TASK TO CARRY OUT
Determine how many lines in these records hold "bark". Only the number is wanted.

DATA EXCERPTS
----
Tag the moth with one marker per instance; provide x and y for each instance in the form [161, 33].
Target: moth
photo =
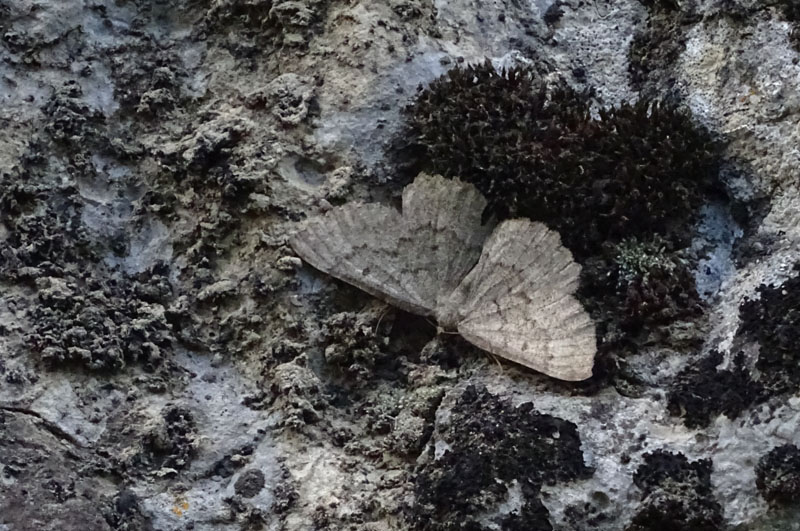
----
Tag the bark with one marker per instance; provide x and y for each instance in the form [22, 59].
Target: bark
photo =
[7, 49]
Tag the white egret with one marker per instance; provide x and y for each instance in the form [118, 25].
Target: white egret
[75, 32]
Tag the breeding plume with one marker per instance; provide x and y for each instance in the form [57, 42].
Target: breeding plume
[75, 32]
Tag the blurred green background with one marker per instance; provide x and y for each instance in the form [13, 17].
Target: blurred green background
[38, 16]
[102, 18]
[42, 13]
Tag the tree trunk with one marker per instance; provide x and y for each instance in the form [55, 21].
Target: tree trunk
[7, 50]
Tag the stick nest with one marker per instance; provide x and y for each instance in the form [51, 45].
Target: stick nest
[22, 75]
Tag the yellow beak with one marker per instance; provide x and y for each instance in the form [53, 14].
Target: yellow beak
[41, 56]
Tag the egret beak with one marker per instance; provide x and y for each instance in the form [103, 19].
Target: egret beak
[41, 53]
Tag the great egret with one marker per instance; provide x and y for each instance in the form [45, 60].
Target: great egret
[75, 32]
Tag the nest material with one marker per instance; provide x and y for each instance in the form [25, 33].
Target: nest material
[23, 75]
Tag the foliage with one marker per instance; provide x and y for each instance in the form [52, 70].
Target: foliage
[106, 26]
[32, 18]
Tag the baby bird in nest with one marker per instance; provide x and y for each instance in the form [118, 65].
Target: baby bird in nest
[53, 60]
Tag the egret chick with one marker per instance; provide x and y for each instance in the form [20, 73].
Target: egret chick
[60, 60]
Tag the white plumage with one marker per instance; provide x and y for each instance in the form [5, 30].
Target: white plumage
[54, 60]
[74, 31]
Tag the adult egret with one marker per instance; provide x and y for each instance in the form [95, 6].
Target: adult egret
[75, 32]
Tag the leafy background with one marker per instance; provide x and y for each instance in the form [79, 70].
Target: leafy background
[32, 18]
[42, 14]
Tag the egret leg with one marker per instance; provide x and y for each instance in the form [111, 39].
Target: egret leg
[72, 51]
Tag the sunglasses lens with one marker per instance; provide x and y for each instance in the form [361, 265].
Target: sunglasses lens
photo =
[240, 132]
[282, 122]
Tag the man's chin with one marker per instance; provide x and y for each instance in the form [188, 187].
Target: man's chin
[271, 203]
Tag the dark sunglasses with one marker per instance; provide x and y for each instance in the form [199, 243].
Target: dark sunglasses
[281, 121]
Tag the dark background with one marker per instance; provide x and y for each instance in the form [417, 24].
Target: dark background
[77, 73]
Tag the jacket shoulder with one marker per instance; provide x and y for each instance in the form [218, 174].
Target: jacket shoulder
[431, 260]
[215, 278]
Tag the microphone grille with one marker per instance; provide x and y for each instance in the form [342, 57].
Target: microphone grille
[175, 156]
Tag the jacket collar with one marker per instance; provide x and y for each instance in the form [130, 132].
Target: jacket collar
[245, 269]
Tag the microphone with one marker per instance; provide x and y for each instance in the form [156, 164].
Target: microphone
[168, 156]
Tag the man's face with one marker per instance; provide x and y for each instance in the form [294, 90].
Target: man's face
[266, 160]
----
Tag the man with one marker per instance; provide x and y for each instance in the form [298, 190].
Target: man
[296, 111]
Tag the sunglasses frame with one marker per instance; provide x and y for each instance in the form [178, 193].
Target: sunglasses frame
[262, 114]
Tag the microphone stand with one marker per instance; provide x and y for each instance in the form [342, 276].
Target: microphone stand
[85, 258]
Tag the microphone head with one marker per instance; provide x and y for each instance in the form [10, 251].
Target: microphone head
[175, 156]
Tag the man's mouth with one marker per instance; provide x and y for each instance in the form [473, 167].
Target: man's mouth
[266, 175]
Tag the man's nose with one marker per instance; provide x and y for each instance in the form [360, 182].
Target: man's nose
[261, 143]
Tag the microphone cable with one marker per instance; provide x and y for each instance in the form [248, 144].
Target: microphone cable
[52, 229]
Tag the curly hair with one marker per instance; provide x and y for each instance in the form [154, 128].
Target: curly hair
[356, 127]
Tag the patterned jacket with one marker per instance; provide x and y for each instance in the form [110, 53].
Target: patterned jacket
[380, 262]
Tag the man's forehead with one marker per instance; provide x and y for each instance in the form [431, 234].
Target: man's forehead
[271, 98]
----
REPLY TO THE TASK
2